Set of tasks:
A: Render this sentence from the trade protectionism transcript in Spanish: "These protections cost consumers here billions of dollars each year."
B: Copy everything from "GARY HUFBAUER: Putting" down to "good or bad?" in the trade protectionism transcript, substituting "Canada" for "Japan".

LEHRER: The U.S. trade deficit went up at a 26 slower rate in October than it did in September. That is what is called good news by those in the international trade business and creates a most appropriate time to mount a debate over protectionism, which we do now under the auspices of Judy Woodruff. Judy?
JUDY WOODRUFF: Despite the temporary good news about the trade deficit, most economists expect it to resume its dangerous climb next year. That has given rise, as Jim suggested, to a flurry of calls in Congress for new protection for American goods. At the same time, there are those who believe we already protect too many goods. It is estimated that almost a quarter of the goods produced in the U.S. are protected from foreign competition by restrictions on imported goods. These protections cost consumers here billions of dollars each year. A stiff quota on sugar imports, for example, inflates domestic prices. Sugar sells for an average of 20 a pound wholesale in the U.S., four times what it sells for on European wholesale markets. Tariffs also raise the price of clothing, steel, shoes, motorcycles and other consumer goods. Yesterday I spoke with Gary Hufbauer, a professor at Georgetown University, and Robert Kuttner, economics correspondent for The New Republic, about trade policies in the United States. I asked Professor Hufbauer just how protectionist this nation is.
GARY HUFBAUER: Putting this in overall perspective, we control about 20 of our imports, as you said, and the overall cost to U.S. consumers of all this protection is about $60 billion a year. Now, how does that compare with Europe, how does that compare with Japan? Estimates of this detail that I've given you have not been done for Europe or Japan, but my impression is that we are somewhat less protectionist than either of those countries, but we're not miles apart; we're yards apart.
WOODRUFF: What does that mean for our economy? Is it good or bad?
Prof. HUFBAUER: Well, in my judgment it's terrible. In my judgment what we're doing is taking resources, money, from my pocket and your pocket. It comes to about $500 per working person per year.
WOODRUFF: Five hundred dollars?
Prof. HUFBAUER: Five hundred per person per year to give to a whole range of industries -- the ones you mentioned, maritime, dairy; the list goes on indefinitely, or seemingly indefinitely -- to keep these industries alive. Now, I don't advocate that this protectionism ought to be terminated immediately, but some of them we have kept alive since the beginning of the Republic, some since 1890. It's time to take a very different tack. So it's a very expensive proposition, and it diverts our resources into, I would say most charitably, sunset lines of production.
WOODRUFF: You say it's time to take a different tack. What do you mean? Just withdraw some of it?
Prof. HUFBAUER: Sure. What I mean by a different tack is take some of those resources that we're putting into protection and put them into retraining, relocation and early retirement for the workers so that they can go into new areas, so that we don't have another generation of apparel and textile workers, as this generation has been, trapped in a low-paying industry and kept from opportunities elsewhere in this economy. That's what I mean by something new, something different.

Stored data:
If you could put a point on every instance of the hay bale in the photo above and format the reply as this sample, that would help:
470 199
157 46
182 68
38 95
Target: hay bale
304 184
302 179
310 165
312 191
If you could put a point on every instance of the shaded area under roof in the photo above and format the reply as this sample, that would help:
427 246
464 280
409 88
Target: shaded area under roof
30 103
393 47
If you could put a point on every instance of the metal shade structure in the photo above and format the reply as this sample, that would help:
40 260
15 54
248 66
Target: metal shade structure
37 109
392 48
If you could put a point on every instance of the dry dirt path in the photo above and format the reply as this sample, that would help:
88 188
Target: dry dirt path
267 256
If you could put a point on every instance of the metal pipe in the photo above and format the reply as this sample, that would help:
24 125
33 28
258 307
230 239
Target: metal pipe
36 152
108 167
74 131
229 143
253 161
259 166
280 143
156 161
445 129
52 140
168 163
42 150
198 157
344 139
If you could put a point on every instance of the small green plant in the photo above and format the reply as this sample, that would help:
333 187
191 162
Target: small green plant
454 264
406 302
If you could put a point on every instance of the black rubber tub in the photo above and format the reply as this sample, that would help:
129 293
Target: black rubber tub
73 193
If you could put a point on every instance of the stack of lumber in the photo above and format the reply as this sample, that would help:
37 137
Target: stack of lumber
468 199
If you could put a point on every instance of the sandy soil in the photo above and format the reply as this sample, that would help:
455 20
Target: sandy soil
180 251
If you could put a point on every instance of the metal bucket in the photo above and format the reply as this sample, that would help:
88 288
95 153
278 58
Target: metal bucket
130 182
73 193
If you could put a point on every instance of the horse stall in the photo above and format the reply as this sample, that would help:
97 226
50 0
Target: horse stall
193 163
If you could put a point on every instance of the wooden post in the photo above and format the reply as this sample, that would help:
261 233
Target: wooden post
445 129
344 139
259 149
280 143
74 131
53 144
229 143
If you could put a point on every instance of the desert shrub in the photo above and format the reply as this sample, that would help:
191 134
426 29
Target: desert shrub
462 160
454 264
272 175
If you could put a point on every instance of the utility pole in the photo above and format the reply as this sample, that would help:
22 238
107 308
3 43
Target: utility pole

Task responses:
A: Estas protecciones les cuestan a los consumidores de aquí miles de millones de dólares cada año.

B:
GARY HUFBAUER: Putting this in overall perspective, we control about 20 of our imports, as you said, and the overall cost to U.S. consumers of all this protection is about $60 billion a year. Now, how does that compare with Europe, how does that compare with Canada? Estimates of this detail that I've given you have not been done for Europe or Canada, but my impression is that we are somewhat less protectionist than either of those countries, but we're not miles apart; we're yards apart.
WOODRUFF: What does that mean for our economy? Is it good or bad?